**THE EXERCISE**
Identify every line in the rows below that contains the string "mouth", treating uppercase and lowercase as different, and copy each such line.

**Dataset entries**

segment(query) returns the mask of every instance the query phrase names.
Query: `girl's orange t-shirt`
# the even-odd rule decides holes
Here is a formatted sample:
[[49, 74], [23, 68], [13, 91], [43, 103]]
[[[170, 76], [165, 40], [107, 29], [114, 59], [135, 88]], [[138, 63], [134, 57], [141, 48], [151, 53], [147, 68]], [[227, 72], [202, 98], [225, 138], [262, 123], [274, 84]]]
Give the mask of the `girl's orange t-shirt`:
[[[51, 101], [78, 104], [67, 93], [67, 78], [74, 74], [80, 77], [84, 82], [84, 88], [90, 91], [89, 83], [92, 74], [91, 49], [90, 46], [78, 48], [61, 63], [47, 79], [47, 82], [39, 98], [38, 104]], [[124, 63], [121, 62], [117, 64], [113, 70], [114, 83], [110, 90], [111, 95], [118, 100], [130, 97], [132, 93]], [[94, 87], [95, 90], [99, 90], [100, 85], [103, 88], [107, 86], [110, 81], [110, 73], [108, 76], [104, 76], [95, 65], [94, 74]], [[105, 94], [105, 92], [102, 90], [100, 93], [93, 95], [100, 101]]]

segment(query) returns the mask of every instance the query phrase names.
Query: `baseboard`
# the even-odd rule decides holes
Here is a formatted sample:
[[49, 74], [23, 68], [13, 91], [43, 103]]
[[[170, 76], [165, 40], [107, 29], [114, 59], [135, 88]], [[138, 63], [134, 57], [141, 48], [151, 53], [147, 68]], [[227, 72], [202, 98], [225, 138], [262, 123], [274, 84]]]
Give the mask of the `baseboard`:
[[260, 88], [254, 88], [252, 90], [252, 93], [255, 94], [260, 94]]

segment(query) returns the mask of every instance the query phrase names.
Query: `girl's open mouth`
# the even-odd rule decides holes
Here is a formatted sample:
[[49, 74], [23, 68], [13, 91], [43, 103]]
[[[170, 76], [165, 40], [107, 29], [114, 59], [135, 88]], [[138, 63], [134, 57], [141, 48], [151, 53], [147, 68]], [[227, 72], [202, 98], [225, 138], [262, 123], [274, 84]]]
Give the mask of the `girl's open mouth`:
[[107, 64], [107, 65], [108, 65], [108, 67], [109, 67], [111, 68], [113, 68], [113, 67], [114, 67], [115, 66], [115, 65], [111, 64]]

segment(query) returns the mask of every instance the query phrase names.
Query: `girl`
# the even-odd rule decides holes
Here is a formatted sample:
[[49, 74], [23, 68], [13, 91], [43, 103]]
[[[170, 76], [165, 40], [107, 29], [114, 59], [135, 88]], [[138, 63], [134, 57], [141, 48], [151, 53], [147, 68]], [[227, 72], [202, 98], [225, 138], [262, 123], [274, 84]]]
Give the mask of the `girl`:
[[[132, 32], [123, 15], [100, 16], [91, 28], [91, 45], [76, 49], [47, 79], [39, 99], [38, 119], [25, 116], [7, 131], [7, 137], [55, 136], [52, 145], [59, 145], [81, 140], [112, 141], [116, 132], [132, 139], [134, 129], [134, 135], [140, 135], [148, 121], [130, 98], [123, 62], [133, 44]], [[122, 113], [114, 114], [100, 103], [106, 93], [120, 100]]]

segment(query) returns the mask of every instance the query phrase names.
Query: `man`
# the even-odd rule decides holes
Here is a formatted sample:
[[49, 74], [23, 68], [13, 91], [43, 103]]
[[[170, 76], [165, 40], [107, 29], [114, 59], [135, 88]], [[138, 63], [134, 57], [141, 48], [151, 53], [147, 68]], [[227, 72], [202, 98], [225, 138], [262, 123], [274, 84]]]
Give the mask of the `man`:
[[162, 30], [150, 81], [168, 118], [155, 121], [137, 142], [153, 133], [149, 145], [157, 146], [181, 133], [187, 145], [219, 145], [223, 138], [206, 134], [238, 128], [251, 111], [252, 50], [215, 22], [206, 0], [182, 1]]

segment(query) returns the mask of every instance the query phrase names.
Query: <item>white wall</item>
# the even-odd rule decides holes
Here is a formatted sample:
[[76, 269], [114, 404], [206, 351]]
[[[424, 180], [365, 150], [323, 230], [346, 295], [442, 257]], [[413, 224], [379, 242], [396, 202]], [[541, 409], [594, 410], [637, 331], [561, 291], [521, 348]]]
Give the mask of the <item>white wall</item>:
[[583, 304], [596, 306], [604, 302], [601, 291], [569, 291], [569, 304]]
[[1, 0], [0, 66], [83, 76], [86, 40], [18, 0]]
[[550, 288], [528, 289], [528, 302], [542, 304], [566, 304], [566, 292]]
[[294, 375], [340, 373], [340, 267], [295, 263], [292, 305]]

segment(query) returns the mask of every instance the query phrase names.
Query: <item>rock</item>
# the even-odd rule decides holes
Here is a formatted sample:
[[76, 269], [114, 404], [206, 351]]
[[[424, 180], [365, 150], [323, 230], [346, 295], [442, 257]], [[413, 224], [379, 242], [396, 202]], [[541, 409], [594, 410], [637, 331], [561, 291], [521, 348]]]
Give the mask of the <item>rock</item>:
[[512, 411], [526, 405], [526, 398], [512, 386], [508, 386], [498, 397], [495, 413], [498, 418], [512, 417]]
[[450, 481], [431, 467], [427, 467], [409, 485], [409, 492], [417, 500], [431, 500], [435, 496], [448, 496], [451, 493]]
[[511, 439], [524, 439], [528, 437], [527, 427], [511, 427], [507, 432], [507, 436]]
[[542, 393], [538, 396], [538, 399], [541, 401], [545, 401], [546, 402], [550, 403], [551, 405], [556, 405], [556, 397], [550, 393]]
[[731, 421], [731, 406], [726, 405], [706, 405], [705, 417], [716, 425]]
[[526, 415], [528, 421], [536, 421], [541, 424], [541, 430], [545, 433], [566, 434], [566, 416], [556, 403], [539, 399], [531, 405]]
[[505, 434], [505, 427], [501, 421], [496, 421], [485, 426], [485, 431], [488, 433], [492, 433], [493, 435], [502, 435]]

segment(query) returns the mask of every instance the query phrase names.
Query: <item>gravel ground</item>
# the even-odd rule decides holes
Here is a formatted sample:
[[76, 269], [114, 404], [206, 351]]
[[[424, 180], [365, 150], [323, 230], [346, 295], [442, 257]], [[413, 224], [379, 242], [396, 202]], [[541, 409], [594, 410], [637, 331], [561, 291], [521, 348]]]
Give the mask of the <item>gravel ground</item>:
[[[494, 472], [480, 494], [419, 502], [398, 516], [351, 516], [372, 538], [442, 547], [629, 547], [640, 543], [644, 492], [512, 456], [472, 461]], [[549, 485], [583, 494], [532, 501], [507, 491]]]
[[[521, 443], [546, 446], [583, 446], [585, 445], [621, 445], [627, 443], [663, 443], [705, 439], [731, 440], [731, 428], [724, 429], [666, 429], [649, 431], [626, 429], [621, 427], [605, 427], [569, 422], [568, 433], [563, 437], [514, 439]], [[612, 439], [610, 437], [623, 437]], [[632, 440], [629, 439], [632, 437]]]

**TASK RESPONSE**
Query: `girl's open mouth`
Give the mask of the `girl's open mouth`:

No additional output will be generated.